§ **EXERCISE AIM**:
Rewrite the lines in the records from the one containing "segment returns the" down through the one containing "89), (335, 64)]]", changing "query phrase" to "label text" and leaving everything else unaltered.

§ **THE DATA**:

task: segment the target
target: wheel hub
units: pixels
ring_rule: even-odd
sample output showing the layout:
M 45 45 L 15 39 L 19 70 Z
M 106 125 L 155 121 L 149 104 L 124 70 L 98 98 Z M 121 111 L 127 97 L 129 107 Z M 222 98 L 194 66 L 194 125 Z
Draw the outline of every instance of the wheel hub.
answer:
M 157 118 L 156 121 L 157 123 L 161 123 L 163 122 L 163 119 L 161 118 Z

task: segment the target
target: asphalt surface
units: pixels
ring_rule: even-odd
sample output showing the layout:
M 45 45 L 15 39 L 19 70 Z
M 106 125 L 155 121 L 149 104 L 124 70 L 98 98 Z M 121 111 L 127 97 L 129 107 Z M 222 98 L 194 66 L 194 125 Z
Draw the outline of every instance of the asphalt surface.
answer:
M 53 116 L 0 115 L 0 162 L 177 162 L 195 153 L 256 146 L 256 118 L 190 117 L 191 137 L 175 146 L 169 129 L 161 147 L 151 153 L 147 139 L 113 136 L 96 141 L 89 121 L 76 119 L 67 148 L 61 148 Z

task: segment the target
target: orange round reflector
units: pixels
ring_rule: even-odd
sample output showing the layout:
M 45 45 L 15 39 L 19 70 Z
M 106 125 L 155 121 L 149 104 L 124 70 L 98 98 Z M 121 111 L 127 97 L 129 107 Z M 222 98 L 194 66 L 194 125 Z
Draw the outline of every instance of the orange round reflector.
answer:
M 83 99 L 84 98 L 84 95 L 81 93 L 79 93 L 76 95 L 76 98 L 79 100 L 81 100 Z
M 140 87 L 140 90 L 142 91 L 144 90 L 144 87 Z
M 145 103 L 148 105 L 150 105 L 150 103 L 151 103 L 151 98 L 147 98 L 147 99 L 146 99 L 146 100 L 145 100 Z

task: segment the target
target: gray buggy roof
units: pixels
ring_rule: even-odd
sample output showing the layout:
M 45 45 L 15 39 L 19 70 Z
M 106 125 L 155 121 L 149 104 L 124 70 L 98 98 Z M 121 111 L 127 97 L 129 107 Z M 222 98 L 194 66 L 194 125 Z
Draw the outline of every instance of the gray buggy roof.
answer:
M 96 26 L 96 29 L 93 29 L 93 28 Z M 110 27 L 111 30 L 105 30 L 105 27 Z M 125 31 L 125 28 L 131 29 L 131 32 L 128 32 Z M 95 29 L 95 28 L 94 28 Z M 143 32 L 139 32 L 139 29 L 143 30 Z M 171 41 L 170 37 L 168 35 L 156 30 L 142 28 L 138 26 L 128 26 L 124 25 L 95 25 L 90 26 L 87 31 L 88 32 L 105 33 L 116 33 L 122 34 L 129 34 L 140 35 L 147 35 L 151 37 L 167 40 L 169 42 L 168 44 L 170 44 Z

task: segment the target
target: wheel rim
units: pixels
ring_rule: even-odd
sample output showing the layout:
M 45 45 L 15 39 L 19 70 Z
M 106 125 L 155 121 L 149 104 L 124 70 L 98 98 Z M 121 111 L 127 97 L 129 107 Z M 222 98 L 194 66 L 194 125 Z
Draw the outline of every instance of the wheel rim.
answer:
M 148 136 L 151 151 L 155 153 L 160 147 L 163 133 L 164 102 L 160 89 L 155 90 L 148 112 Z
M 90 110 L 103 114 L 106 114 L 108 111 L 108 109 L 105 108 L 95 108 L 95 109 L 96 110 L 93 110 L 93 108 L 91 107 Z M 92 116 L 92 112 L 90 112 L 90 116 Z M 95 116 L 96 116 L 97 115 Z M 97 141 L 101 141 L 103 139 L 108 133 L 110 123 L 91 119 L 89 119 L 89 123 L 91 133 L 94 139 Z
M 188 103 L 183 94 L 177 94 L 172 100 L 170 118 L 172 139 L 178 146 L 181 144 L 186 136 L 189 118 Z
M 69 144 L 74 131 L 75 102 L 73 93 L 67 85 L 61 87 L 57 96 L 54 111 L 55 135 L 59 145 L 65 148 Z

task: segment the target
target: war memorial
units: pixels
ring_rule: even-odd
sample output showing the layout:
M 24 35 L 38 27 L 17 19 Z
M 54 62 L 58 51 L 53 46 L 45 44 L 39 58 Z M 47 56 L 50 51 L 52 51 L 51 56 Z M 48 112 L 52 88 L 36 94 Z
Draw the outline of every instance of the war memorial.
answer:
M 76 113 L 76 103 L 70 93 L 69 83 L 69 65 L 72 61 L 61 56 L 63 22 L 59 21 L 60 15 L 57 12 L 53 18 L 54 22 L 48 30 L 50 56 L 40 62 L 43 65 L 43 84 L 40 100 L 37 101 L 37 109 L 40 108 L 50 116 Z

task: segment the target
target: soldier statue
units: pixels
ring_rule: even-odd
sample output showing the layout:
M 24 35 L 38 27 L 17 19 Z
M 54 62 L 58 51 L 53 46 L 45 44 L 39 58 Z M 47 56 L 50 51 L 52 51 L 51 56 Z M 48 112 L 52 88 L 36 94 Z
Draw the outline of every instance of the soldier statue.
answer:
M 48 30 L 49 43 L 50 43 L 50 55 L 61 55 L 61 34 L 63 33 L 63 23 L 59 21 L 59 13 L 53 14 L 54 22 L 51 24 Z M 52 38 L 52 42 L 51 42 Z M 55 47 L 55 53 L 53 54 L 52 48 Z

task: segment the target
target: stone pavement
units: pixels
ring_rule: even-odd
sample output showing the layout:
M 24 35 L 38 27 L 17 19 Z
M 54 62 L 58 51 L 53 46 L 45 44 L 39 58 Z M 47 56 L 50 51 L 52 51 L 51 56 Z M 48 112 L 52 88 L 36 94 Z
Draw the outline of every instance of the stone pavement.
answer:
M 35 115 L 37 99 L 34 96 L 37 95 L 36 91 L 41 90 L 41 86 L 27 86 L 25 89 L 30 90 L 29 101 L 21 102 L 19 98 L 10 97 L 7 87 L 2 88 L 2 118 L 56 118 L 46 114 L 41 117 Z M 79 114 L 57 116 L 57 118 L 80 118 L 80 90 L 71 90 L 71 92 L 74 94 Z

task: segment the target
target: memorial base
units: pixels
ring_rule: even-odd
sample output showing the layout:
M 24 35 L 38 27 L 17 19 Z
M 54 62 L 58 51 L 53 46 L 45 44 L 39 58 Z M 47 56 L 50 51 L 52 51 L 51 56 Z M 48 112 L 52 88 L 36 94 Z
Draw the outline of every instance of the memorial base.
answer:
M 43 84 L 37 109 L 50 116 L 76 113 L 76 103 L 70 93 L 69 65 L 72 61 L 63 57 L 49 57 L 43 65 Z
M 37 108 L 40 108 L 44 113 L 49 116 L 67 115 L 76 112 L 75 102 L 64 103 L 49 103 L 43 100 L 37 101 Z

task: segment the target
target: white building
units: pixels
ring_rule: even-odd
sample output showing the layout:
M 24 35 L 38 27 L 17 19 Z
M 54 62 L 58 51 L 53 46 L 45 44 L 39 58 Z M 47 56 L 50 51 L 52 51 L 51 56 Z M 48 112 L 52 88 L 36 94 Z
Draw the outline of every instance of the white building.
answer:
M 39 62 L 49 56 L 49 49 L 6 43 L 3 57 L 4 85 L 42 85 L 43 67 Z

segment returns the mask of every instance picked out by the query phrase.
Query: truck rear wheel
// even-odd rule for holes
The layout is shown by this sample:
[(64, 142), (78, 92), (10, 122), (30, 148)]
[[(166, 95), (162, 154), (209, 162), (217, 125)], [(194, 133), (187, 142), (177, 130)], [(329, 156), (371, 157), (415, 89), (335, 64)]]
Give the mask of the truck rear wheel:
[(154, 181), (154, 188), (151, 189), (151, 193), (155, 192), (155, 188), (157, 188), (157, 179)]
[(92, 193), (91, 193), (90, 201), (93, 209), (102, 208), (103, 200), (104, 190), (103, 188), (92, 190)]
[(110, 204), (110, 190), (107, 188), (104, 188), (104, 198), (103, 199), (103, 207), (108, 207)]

§ **OUTPUT OF THE TASK**:
segment returns the mask of every instance picked out by the label text.
Query: truck rear wheel
// even-odd rule for holes
The layout is shown by this sample:
[(64, 142), (78, 92), (10, 122), (30, 148)]
[[(166, 95), (162, 154), (209, 162), (217, 125)], [(194, 133), (187, 142), (177, 130)], [(329, 156), (371, 157), (415, 89), (335, 64)]]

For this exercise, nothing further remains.